**INSTRUCTIONS FOR THE TASK**
Skip every image and restate the data word for word.

+++ AVAILABLE DATA +++

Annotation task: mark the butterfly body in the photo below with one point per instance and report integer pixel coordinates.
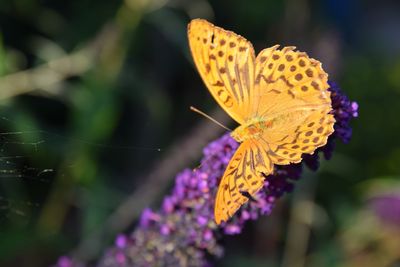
(250, 130)
(279, 98)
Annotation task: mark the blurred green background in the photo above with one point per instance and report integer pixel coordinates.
(94, 119)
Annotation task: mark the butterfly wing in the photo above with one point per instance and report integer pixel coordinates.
(242, 177)
(225, 62)
(292, 96)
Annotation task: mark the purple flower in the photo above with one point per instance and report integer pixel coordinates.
(184, 229)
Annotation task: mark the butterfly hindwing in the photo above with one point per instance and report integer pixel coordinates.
(225, 61)
(280, 98)
(243, 176)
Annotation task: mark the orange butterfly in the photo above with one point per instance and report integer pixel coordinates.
(279, 98)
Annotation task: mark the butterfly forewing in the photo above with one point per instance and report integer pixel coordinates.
(283, 91)
(225, 62)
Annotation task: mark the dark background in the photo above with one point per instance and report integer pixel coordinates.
(95, 95)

+++

**WRITTEN RESPONSE**
Annotation task: mark the butterfly body in the photo below with one point per instance and report integer pixel coordinates.
(250, 130)
(279, 98)
Annotation task: mark the blurred green background in the photo above with one point per instance and report integer pixel coordinates.
(94, 119)
Annotation task: mark the butterfly wing in the photo above with one point per instance and report integer pixel coordinates.
(242, 177)
(225, 62)
(292, 96)
Annotation task: mark the purple flower in the photo above with one point per instance and report integer pixel coordinates.
(184, 229)
Annotation task: mark the butterfly hindwing in the photo above with one point per instance and report integer pixel coordinates.
(225, 61)
(280, 98)
(243, 176)
Annotation task: mark the orange butterfly in the photo above with one point per instance and report integer pixel coordinates.
(279, 98)
Annotation task: mark the butterfly forewing in the photo above with one point per instance and report integer pixel coordinates.
(283, 91)
(225, 62)
Annotation task: mark the dark background in the photo above with one point per instance and report integer pixel coordinates.
(95, 95)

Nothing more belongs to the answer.